### READING TEXT

>> START

To strengthen their coalitions and hammer away constantly at the opposition, both parties sponsored newspapers in the capital (Philadelphia) and other major cities. On the Republican side, Philip Freneau and Benjamin Franklin Bache blasted the administration with all the scurrility at their command. Bache in particular targeted Washington himself as the front man for monarchy who must be exposed. To Bache, Washington was a cowardly general and a money-hungry baron who saw the Revolution as a means to advance his fortune and fame, Adams was a failed diplomat who never forgave the French their love of Benjamin Franklin and who carved a crown for himself and his descendants, and Alexander Hamilton was the most inveterate monarchist of them all. The Federalists, with twice as many newspapers at their command, slashed back with equal vituperation; John Fenno and "Peter Porcupine" (William Cobbett) were their nastiest pensmen, and Noah Webster their most learned; Hamilton subsidized the Federalist editors, wrote for their papers, and in 1801 established his own paper, the New York Evening Post. Though his reputation waned considerably following his death, Joseph Dennie ran three of the most popular and influential newspapers of the period, The Farmer's Weekly Museum, the Gazette of the United States and Port Folio.[16]
Hamilton distrusted Vice President Adams (and Adams felt the same way about Hamilton), but was unable to block his claims to the succession. The election of 1796 was the first partisan affair in the nation's history, and one of the more scurrilous in terms of newspaper attacks. Adams swept New England and Jefferson the South, with the middle states leaning to Adams. Thus Adams was the winner by a margin of three electoral votes, and Jefferson, as the runner-up, became Vice President under the system set out in the Constitution prior to the ratification of the 12th Amendment.
Foreign affairs continued to be the central concern of American politics, for the war raging in Europe threatened to drag in the United States. The new President was a loner, who made decisions without consulting Hamilton or other High Federalists. Benjamin Franklin once quipped that Adams was a man always honest, often brilliant, and sometimes mad. Adams was popular among the Federalist rank and file, but had neglected to build state or local political bases of his own, and neglected to take control of his own cabinet. As a result his cabinet answered more to Hamilton than to himself.

>> END

### RECORDED DATA
>> START

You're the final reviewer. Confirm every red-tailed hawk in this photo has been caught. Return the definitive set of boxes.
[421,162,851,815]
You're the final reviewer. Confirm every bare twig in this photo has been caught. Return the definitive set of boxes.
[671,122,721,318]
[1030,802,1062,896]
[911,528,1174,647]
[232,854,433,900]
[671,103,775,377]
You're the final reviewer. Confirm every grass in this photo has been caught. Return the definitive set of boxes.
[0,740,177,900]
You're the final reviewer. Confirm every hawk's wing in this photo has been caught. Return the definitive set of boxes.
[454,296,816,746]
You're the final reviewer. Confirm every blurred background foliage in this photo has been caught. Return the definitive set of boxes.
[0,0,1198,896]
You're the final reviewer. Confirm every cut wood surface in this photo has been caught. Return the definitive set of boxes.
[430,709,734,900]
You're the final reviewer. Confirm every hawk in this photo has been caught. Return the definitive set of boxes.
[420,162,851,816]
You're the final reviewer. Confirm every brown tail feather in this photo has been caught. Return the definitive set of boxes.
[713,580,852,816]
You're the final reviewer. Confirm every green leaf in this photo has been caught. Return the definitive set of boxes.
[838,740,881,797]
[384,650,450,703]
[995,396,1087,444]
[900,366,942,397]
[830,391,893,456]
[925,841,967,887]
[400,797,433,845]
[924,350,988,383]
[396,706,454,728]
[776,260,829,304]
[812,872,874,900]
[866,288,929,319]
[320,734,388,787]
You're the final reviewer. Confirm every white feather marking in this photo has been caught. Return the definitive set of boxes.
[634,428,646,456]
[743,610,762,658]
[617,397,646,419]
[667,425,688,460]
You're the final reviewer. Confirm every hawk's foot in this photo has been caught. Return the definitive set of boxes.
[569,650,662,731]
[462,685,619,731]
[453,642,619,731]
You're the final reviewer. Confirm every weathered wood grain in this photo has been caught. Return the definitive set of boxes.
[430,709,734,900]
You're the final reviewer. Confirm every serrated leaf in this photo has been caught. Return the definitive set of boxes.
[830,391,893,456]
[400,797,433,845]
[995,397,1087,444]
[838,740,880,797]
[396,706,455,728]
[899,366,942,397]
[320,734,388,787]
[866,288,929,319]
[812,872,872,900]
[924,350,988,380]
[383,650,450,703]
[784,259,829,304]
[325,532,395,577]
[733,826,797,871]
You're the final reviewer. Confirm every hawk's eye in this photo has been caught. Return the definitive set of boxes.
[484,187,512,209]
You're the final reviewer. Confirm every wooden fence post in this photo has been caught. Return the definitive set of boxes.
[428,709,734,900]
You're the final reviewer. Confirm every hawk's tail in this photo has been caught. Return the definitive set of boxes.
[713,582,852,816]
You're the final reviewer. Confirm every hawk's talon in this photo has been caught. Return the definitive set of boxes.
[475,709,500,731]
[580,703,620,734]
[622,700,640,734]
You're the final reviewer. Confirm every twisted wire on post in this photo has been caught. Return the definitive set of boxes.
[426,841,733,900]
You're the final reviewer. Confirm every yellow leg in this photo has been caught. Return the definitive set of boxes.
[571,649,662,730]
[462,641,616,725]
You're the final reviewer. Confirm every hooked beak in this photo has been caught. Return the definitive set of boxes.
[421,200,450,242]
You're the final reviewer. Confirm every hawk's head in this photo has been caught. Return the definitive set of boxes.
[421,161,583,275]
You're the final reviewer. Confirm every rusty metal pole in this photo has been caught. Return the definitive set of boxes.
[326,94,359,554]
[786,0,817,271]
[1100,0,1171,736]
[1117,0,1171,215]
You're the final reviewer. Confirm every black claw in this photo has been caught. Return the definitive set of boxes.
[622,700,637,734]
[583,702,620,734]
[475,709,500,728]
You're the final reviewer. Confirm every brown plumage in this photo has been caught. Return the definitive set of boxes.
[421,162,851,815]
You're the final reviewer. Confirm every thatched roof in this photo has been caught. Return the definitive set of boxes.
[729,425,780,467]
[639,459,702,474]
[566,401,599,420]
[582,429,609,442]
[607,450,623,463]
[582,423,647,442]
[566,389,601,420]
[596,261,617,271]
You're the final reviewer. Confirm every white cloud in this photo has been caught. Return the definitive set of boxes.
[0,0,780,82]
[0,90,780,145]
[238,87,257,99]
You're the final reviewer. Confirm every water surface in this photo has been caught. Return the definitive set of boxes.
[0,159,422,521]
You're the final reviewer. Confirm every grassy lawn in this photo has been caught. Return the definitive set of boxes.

>> END

### WHAT THIS EXERCISE ASKS
(1) Reproduce word for word the part of the text on early American party politics starting with "Foreign affairs continued" and going on through "than to himself.".
(2) Answer these questions from the text on early American party politics:
(a) What newspaper did Hamilton establish in 1801?
(b) By how many electoral votes did Adams win in 1796?
(c) To whom did Adams's cabinet answer more than to Adams himself?
(3) Decide whether each statement agrees with the text on early American party politics, and quote the words that settle it:
(a) The Federalists had twice as many newspapers at their command.
(b) Jefferson won New England in the election of 1796.
(c) As President, Adams consulted Hamilton before making decisions.

### TASK RESULTS
(1)
Foreign affairs continued to be the central concern of American politics, for the war raging in Europe threatened to drag in the United States. The new President was a loner, who made decisions without consulting Hamilton or other High Federalists. Benjamin Franklin once quipped that Adams was a man always honest, often brilliant, and sometimes mad. Adams was popular among the Federalist rank and file, but had neglected to build state or local political bases of his own, and neglected to take control of his own cabinet. As a result his cabinet answered more to Hamilton than to himself.

(2)
(a) The New York Evening Post
(b) Three
(c) Hamilton

(3)
(a) Yes: "The Federalists, with twice as many newspapers at their command"
(b) No: "Adams swept New England and Jefferson the South"
(c) No: "made decisions without consulting Hamilton or other High Federalists"